** start of Working data **

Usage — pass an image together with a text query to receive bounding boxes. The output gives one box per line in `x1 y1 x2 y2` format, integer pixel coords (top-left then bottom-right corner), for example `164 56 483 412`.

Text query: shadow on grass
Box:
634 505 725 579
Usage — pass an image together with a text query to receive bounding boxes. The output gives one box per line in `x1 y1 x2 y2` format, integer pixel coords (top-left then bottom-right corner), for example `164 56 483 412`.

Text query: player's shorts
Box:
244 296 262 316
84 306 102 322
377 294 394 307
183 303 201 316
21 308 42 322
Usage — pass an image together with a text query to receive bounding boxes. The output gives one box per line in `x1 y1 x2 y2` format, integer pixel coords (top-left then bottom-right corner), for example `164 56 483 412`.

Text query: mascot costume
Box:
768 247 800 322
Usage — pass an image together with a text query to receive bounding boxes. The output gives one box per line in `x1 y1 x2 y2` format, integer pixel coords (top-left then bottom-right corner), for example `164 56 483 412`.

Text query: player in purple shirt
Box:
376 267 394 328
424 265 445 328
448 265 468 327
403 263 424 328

** end of Working data **

Copy all of the records above word for word, keeping every line in its original order.

Usage — pass an image together with a text query to receive bounding boxes. The output gives one box per line in `x1 y1 x2 y2` format, integer pixel coords (top-left then bottom-right corner), for example `164 56 483 412`.

Text query: shadow on grass
Box:
634 505 725 579
Usage — pass an image together with a text query to receive bounding boxes. The output gives one box per line in `x1 y1 x2 y2` format, integer pixel coords (top-left then bottom-right corner), for example `164 56 483 412`.

Text query: player's shorts
Box:
244 296 262 316
84 306 102 322
377 294 394 307
183 303 201 316
21 308 42 322
Usage — pass an image together with a text query to receive bounding boxes. The output gives one box per line in `x1 y1 x2 y2` format, integer pixel coords (top-left then bottom-right corner), for example `164 56 483 412`.

Text query: mascot costume
Box:
768 247 800 322
Usage — pass an image together with a text query to receive bounding boxes. The output gives one box per line in `x1 y1 x2 y2` format, integer pixel coords (top-left then bottom-right corner), for example `164 56 483 412`.

Text query: player in purple shirt
Box:
376 267 394 328
424 265 445 328
448 265 468 327
403 263 424 328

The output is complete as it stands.